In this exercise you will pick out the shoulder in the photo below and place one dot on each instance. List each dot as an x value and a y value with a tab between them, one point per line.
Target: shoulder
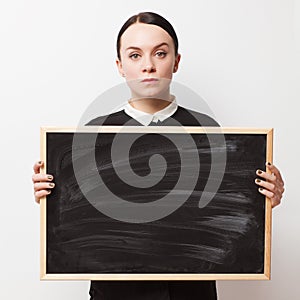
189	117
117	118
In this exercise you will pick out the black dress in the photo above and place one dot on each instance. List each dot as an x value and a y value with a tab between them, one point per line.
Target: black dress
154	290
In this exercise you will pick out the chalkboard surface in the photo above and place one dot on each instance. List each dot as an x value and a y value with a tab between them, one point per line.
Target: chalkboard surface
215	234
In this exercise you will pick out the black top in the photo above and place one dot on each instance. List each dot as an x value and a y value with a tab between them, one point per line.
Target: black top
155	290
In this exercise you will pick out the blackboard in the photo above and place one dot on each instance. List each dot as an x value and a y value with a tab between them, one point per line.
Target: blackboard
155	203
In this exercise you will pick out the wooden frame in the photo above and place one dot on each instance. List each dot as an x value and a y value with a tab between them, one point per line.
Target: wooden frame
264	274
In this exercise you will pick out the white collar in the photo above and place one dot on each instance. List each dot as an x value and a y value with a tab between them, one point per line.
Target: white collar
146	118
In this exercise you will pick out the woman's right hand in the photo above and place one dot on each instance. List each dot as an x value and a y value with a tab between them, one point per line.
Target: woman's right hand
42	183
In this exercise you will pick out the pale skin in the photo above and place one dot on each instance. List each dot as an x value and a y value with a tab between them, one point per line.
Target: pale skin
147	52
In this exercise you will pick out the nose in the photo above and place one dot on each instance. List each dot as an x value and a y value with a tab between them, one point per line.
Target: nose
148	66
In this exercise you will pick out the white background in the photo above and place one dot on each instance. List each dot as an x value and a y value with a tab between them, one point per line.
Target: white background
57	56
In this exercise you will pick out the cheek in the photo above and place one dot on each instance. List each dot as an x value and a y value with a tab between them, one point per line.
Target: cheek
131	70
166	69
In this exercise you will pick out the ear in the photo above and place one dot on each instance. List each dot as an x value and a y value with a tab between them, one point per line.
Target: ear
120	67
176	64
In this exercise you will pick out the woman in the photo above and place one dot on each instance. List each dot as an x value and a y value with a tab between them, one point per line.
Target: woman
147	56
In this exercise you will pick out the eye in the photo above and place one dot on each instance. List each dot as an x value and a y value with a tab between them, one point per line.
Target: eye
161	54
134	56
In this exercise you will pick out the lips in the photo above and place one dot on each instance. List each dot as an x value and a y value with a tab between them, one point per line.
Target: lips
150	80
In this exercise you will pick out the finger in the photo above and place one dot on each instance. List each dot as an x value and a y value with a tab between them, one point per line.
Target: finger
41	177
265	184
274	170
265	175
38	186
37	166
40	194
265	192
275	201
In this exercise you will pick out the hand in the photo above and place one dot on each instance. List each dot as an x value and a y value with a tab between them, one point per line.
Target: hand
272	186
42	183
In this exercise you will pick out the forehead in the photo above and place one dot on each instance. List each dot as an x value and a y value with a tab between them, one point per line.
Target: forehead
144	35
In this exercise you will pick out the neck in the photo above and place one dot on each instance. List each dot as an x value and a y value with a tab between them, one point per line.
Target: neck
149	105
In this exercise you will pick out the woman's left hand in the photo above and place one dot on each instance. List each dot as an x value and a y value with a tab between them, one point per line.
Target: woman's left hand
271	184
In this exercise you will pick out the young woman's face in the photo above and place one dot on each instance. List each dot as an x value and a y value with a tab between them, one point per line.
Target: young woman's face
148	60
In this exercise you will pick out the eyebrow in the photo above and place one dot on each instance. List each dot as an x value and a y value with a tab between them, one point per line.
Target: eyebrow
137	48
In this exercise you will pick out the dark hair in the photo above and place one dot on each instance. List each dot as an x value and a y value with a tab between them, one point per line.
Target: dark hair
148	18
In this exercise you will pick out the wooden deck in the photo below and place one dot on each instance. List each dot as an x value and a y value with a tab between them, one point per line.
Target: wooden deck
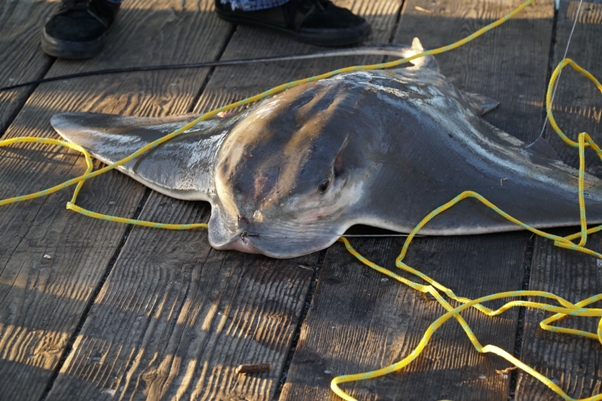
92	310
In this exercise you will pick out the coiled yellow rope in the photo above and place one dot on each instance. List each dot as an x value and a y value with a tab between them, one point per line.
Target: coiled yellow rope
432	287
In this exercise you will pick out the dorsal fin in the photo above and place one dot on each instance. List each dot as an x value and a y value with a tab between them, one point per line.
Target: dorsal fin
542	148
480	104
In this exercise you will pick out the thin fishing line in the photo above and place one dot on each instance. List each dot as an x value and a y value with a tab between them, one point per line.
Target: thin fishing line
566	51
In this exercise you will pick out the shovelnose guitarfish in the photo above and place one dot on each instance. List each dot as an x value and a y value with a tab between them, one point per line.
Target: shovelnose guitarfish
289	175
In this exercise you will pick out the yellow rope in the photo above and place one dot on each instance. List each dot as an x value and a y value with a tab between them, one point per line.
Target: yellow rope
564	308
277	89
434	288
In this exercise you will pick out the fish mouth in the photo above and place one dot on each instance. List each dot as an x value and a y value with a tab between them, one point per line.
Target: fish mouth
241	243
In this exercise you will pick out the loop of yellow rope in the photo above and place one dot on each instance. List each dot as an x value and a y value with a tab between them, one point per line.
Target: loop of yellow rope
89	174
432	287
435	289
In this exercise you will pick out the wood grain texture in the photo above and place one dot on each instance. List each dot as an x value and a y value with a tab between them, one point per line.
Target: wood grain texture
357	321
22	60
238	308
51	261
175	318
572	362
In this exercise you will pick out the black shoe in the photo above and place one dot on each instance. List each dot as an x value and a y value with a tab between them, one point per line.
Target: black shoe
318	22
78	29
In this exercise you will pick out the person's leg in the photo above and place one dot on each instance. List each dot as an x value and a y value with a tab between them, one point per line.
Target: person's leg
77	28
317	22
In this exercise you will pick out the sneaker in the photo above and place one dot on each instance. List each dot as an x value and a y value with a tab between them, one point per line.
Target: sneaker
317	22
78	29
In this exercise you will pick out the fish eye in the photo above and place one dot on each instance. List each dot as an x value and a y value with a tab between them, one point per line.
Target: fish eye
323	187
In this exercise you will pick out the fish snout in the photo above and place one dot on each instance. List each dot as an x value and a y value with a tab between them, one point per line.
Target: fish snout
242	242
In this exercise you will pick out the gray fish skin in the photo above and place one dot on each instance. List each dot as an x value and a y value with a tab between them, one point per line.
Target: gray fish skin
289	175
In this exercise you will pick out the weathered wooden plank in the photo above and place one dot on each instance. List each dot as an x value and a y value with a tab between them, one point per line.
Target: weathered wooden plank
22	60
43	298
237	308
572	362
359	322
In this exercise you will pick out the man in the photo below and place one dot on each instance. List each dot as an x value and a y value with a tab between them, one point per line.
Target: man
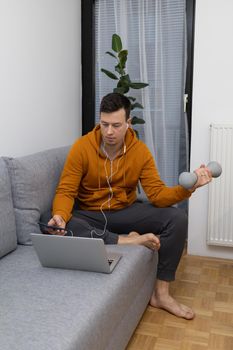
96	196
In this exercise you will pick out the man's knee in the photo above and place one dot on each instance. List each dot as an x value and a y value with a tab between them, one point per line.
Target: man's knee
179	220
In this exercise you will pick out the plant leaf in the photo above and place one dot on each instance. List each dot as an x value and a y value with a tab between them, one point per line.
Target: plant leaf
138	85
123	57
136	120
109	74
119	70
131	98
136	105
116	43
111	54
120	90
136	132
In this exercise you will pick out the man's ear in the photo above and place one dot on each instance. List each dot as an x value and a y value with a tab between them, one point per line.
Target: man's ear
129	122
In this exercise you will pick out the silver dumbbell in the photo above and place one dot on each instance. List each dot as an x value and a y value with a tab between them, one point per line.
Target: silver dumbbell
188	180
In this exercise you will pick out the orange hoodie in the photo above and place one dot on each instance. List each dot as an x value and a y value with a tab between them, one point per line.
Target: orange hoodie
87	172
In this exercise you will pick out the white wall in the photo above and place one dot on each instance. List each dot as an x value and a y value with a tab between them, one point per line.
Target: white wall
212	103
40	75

> **Action item**: Set down only the lines above that fall between the line holding "In this exercise you will pick out the black dress" and the line holding "In this exercise you will pick out the black top", inclusive, keeping each exact.

> **Written reply**:
In this exercise you will pick out the black dress in the photo above and place one dot on each instance. List each dot as an x value and a y value with a tab between them, one point per line.
Target: black dress
154	290
In this exercise you will pick out the chalkboard surface in the photo above and place one dot on each instance. List each dot as an x value and a y value with a tab between them, one point per line.
Target: chalkboard surface
215	234
In this exercise you will pick out the black top in the photo above and place one dot on each instance. List each dot as an x value and a y value with a tab between them, one point per line.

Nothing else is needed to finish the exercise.